The facility employs more than 120 traveling health care workers.

That equates to nearly 20% of the hospital’s entire workforce, most of whom are nurses.

Without them, patient care is at risk.

The next round of traveling workers is expected to arrive in less than a month and many have no place to stay.

They’ll boost the number of traveling staff at the facility to more than 150.


“If we don’t have these nurses, we can’t provide the level of care that we want to provide for our patients,” said Director of Patient Care Services Renee Shove.

Diane Hale, regional chief nurse executive, added that a key barrier to recruiting and retaining staff is affordable housing. In fact, the situation has only gotten worse over the last several years.

Registered traveling nurse Greta Dospoy knows that all too well.

“It’s expensive to get here. It’s expensive to stay here and you also have to rent a car,” said Dospoy, who arrived in Kona in July 2022 for her second stint at the hospital.

The dearth of affordable housing is why hospital staff recently started a Facebook page aimed at connecting caregivers with furnished rental units and rental cars.

They’re urging residents and real estate agents in and around Kona to advertise their open units as soon as possible.

The next round of staff is expected to arrive March 20.

◆ **Problems to work on**
[a] Summarize the article on traveling health care workers in two sentences.
[b] In the article on traveling health care workers, when did Greta Dospoy arrive in Kona?
[c] Resume the article on traveling health care workers after its final sentence.
The material after this point is separate from the article on traveling health care workers.

◆ **Data segment**
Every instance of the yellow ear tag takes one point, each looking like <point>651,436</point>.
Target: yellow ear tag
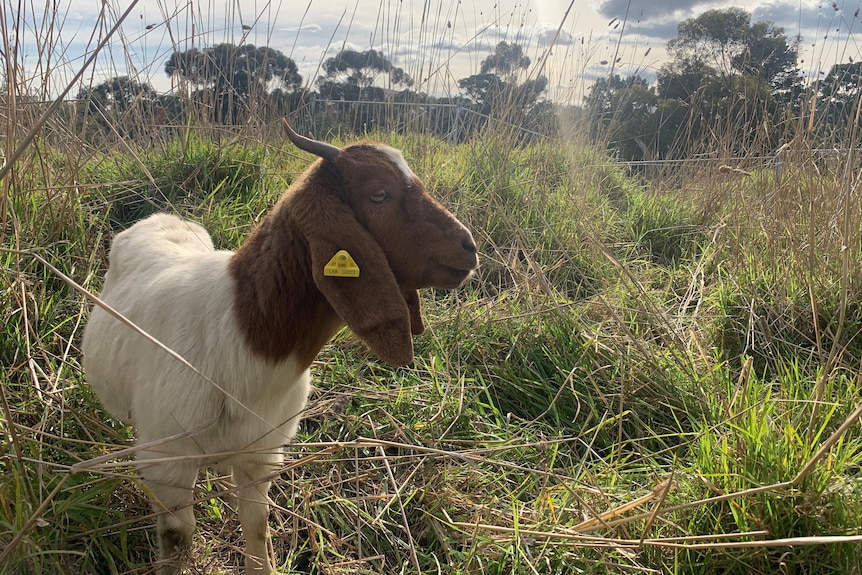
<point>341,265</point>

◆ **Expected responses**
[a] The hospital employs more than 120 traveling health care workers, nearly 20% of its workforce and mostly nurses, and patient care is at risk without them. Because affordable housing is scarce and has gotten worse, hospital staff started a Facebook page to connect caregivers with furnished rentals and rental cars before the next round arrives March 20.

[b] She arrived in July 2022.

[c]
“A lot of our agency staff either travel with families or they travel with other agency staff,” Shove said. “So we have people looking for studio apartments all the way up to three-bedroom houses.”

Meanwhile, hospital leadership says it’s looking for more long term solutions.

They’ve even recently acquired a rental unit of their own.

“It’s a little two-bedroom, one-bath apartment we’ve been able to furnish and get ready for rent,” Hale said. “And we’re hoping to get somebody in there this next month.”

It’s a start, but nowhere near what’s required to fill the immediate need.

Shove said, “We would like to have 150 places we could continually have open and ready for our staff.”

With no place to live, caregivers could cancel their contracts, putting the public’s access to health care at risk.

“We’re having to do overtime for our own staff and burnout is a real thing,” Hale said.

Contracts for traveling caregivers typically start at 13 weeks and can be extended up to a year.